— Records for this task —
------------------------------------------------------------------------

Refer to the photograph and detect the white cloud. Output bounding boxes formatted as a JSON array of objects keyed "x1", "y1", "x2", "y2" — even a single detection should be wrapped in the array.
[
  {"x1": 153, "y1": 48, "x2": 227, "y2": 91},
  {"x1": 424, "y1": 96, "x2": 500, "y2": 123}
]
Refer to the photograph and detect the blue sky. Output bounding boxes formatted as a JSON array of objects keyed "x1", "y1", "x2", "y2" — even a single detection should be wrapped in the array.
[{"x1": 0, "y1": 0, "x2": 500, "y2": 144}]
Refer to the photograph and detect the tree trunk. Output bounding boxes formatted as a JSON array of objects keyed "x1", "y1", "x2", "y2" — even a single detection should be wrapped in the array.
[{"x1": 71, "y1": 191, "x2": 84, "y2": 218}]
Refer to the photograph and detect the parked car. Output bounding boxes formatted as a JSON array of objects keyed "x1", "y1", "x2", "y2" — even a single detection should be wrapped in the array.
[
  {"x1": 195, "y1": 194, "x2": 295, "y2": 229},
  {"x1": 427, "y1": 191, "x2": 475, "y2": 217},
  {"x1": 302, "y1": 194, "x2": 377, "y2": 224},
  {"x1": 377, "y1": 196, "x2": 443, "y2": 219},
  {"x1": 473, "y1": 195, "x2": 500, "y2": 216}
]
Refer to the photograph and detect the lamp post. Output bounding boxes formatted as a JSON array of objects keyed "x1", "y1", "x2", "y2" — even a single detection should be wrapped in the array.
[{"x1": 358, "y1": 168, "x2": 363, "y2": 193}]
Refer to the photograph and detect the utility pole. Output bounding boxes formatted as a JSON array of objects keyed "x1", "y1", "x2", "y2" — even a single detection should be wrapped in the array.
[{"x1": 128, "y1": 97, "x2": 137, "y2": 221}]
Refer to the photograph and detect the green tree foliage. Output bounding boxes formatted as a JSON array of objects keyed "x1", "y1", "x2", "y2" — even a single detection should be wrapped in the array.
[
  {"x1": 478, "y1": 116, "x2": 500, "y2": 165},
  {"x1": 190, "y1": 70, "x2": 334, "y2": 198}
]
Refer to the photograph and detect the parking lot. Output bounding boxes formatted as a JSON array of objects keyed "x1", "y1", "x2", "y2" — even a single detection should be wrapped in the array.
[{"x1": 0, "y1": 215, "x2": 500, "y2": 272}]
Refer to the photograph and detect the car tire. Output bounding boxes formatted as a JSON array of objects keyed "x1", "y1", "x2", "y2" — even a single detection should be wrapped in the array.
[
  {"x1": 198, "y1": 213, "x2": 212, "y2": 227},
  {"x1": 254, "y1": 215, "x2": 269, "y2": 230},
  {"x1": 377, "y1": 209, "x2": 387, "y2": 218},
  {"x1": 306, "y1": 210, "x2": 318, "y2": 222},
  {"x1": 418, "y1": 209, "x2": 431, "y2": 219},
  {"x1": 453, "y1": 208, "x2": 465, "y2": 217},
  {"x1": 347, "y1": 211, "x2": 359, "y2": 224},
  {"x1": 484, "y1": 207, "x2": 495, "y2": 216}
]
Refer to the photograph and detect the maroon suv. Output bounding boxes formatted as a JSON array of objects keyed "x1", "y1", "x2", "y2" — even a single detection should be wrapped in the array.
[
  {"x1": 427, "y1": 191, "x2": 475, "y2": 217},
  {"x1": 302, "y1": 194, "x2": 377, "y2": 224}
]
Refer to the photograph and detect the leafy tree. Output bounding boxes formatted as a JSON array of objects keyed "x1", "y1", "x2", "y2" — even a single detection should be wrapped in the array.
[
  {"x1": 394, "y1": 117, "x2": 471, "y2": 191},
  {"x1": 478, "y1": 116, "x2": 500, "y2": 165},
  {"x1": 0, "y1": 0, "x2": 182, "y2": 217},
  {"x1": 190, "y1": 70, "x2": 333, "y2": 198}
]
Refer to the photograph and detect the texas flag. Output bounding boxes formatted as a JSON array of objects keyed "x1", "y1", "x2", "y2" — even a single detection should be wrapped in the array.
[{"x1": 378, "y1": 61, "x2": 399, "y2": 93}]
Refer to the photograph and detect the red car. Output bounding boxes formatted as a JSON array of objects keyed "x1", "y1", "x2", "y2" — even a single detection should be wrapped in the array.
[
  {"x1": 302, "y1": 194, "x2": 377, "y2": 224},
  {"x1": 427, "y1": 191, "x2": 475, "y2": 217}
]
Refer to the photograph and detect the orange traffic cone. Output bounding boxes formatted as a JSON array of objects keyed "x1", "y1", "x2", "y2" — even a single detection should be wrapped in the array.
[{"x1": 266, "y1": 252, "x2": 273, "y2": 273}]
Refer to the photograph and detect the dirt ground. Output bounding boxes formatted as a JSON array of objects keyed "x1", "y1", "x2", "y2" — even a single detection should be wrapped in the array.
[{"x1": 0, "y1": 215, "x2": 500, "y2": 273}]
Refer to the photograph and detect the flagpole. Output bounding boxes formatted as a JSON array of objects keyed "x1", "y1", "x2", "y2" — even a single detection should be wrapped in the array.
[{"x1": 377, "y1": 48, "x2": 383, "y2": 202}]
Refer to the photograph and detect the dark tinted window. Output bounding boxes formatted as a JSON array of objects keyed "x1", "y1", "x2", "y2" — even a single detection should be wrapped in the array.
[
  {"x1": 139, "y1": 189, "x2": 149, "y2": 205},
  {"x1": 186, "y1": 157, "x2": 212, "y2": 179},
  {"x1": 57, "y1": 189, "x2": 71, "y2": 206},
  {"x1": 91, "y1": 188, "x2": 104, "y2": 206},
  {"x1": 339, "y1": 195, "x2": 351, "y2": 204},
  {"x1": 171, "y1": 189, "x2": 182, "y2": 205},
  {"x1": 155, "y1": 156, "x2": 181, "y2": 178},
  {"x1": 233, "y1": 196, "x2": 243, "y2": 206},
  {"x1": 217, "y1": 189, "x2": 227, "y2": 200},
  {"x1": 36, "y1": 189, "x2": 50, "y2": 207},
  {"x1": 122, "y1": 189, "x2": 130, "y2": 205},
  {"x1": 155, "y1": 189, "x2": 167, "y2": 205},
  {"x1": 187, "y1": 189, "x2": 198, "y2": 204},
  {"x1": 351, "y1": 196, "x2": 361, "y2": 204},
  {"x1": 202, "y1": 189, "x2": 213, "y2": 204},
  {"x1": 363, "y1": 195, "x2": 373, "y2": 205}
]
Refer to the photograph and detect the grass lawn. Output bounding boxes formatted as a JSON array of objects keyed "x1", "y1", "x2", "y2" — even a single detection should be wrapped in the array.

------------------------------------------------------------------------

— Requirements —
Report how many lines of the material above contain the string "tree", treating case as significant, and give only the number.

— Correct output —
3